Information given
┏━━

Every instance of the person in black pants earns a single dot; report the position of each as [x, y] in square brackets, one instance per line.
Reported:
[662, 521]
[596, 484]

┗━━
┏━━

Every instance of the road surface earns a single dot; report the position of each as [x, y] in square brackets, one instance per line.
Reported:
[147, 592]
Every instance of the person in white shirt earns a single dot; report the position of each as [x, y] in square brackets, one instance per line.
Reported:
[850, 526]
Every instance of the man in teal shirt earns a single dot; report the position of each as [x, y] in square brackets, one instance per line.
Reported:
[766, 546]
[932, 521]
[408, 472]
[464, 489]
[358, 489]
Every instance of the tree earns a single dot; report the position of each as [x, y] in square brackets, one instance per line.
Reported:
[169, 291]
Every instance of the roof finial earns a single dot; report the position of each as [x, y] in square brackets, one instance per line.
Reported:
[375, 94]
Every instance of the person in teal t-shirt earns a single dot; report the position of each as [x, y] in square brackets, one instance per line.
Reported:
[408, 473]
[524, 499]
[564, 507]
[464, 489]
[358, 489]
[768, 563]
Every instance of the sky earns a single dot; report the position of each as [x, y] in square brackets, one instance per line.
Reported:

┗━━

Objective
Find each line in the records above that contains the string "shirt" and copy those lines out in full. The match is case-sensitive.

Answer to the task
Every instance of the person in white shirt earns a single dot; report the position of each as [x, y] in square brackets, one instance per line.
Every instance of the man in teal shirt earns a single dot; report the position of each as [x, y] in square brackets, one instance per line.
Every instance of the person in teal t-shirt earns a single dot; report the position of each as [x, y] in square brackets, one instance per line.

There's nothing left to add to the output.